#### 課題文 ####

正月に短歌
東京の正月は、今年も穏やかな晴天に恵まれた。
前に書いた短歌をやっている中学の友人から年賀状が届き、そこに40年ぶりの同窓会にとして短歌が書かれていたので、私も真似てみることに。
2日の日に年賀状を出しにいったときに、風が冷たかったので、もしやと思っていつもの富士の見える場所に行ってみたら、見えた。空気がきれいなせいか、いつもよりとてもすがすがしい姿であった。
耳凍る 初春の朝 出会いたる 真白き富士は 屹然と立つ
本当は、これでなんだか嬉しくなったので、そうした思いを入れ込みたかったのだが、上手く入らず、富士が屹然としているというところで終わってしまった。
出会いたるは人ではないので可笑しいかなぁとは思ったが、普通に暮らしていては見えない富士に出会ったという意識を出してみたかった。
3日も晴れていたので、富士を見るなら午前中と思い、ぐずる母親を置いて、多摩モノレールに行ってみる。春にモノレールに乗った折、パンフに富士が良く見えている写真が載っていたので(春だと見えない)、冬に来て見ようと眼つけていたのだ。
すると、見事に美しい富士が見えるではないか。

#### 与えられたデータ ####

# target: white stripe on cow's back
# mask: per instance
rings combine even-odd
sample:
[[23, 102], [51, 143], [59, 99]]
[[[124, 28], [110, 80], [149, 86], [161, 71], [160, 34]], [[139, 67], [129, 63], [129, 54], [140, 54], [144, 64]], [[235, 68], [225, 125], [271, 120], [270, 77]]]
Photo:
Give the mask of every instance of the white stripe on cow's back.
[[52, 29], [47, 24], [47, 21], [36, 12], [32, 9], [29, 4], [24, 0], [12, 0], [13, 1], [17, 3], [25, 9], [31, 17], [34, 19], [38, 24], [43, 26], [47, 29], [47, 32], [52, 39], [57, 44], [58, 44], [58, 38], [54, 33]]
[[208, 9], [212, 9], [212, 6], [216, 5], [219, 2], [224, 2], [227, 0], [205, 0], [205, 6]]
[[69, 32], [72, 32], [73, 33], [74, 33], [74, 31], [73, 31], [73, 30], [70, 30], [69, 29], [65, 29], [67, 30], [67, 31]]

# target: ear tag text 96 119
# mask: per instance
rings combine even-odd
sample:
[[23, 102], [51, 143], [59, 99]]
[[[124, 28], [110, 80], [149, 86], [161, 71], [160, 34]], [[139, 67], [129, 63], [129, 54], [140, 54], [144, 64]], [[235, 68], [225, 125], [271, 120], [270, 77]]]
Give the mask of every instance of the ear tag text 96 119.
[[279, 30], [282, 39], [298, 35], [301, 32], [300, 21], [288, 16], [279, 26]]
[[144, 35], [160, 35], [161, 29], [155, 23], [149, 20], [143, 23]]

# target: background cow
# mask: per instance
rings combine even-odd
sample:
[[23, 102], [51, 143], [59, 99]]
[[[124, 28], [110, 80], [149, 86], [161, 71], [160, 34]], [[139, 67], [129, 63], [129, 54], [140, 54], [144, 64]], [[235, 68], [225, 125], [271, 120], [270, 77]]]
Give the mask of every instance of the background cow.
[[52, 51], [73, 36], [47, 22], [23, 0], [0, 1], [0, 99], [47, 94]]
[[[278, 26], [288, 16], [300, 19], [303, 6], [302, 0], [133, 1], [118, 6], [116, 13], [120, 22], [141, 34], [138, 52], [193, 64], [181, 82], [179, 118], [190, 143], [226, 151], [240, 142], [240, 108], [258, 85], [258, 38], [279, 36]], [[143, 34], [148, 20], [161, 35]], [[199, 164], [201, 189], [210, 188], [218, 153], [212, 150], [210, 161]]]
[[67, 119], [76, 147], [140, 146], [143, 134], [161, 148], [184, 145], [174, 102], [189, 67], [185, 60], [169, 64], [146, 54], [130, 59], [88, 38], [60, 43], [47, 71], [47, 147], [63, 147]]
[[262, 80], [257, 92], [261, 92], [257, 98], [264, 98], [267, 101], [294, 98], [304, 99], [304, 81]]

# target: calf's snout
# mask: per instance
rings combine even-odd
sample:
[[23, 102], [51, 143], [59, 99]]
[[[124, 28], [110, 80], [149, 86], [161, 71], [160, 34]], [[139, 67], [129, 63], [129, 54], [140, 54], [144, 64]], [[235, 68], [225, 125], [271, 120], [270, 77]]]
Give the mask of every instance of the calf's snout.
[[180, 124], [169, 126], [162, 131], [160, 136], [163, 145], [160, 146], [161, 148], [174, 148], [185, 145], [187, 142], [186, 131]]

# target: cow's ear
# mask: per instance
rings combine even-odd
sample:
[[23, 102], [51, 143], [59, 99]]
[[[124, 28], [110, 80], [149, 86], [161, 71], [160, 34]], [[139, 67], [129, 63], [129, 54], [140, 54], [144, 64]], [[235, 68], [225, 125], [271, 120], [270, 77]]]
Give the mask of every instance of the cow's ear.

####
#### 与えられたデータ ####

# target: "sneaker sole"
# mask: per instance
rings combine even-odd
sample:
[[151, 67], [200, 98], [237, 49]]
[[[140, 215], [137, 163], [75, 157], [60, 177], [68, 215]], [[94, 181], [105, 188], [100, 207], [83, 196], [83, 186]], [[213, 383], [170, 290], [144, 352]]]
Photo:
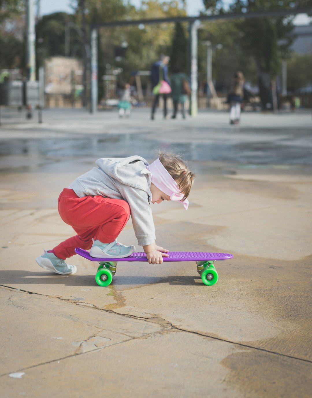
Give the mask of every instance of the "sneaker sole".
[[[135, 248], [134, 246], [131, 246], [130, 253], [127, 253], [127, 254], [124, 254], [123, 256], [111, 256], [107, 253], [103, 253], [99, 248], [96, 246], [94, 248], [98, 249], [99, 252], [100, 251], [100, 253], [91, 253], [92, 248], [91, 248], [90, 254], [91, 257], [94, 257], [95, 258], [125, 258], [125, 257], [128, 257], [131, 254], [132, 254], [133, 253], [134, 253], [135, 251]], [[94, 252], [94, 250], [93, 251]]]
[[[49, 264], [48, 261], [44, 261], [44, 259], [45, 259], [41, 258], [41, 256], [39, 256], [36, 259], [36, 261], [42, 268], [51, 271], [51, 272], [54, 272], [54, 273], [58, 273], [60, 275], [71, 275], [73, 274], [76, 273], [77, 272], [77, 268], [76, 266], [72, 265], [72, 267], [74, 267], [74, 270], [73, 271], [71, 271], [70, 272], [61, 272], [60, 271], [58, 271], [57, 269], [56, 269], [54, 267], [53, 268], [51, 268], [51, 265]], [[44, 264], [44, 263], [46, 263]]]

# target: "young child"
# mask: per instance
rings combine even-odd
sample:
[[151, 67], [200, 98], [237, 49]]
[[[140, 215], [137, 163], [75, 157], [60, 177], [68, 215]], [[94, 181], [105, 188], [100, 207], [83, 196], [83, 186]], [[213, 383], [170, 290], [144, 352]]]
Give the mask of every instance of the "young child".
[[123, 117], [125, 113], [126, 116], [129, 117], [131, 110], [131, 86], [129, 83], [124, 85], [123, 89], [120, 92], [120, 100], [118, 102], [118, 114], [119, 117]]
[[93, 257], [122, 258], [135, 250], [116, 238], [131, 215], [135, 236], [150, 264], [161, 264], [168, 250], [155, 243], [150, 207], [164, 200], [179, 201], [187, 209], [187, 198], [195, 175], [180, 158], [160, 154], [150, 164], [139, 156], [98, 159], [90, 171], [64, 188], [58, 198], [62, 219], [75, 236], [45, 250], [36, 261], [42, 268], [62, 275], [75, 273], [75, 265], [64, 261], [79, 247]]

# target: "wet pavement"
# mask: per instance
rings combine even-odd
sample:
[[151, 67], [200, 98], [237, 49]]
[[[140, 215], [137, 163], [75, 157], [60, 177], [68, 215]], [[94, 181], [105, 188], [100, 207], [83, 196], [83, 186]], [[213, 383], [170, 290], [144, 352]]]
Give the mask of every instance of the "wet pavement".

####
#### 与えられたデータ ####

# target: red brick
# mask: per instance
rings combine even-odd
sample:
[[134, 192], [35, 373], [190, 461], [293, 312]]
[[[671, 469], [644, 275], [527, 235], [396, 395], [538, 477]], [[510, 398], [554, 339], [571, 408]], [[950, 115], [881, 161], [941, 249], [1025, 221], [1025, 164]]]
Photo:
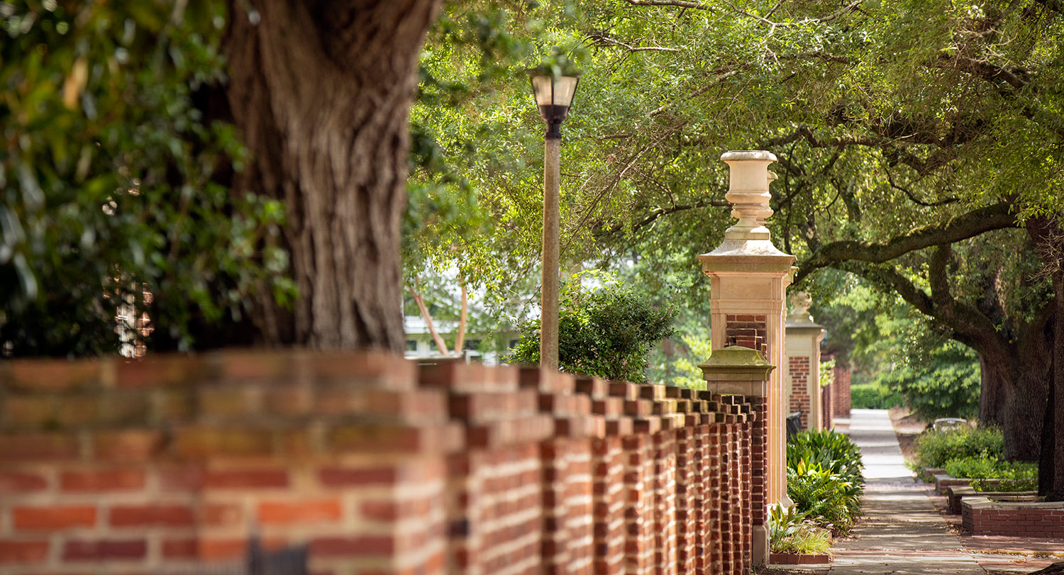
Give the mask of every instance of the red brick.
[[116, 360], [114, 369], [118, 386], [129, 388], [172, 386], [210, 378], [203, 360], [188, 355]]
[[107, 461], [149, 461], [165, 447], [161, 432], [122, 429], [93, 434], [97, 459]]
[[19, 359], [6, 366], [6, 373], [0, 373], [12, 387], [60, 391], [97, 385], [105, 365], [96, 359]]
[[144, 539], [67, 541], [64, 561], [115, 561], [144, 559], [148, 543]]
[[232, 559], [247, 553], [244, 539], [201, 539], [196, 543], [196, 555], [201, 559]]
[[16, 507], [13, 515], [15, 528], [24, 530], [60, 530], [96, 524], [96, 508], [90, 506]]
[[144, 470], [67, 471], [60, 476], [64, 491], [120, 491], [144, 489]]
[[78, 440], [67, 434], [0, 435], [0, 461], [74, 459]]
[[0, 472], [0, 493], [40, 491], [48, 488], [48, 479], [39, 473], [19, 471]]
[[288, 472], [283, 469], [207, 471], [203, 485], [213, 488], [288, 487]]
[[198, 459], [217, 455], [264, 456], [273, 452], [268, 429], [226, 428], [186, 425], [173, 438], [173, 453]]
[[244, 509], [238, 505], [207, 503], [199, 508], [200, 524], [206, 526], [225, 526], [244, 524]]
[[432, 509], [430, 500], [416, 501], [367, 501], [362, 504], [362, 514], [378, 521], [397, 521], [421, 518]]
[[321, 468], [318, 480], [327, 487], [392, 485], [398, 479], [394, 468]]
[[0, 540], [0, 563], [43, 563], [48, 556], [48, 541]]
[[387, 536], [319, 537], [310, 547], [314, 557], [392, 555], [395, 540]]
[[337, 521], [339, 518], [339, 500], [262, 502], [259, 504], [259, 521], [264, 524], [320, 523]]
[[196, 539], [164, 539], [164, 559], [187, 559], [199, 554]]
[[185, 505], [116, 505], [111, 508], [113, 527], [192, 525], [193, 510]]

####

**課題の要件:**
(a) 課題文に載っている短歌を五つの句に分け、すべて挙げてください。
(b) 正月の短歌を扱った課題文を、最後の文の続きから書き進めてください。
データの各行は、課題文とは関係のない内容です。

**課題の解答:**
(a)
耳凍る
初春の朝
出会いたる
真白き富士は
屹然と立つ

(b)
そこで、子供のように、見えなくなる駅までモノレールに乗り、また引き返し、降車しても見えそうなポイントを見つけたので降りてみた。多摩川の土手のところだ。目線が低くなると見えないかとおそるおそる行ってみたら、良く見えた。
時間がないのだけれど、写真に撮るなら電線が写らないよう、もう少し土手を歩いたところの方が良いと通りすがりの人が教えてくれたので、土手に下りてみると、確かにそうだった。
土手をもっとあるくともっと見えるのではないかと歩き進んだが、そうでもなかったので引き換えした。
この頃には、昼近くになっていたので、実際、景色としても、朝の凛とした感じがなくなってしまった。
存分に 富士を見たいと 訪ね来し 多摩モノレール 行きつ戻りつ
絶景に 時を忘れて どこまでも 歩き続けし 多摩川の土手
行きつ戻りつって電車を往復乗っているというようには見えないで逡巡しているように見えてしまうかもしれないと思い、自分がまるで子供のようだといったフレーズを入れたかったのだが上手くいかなかった。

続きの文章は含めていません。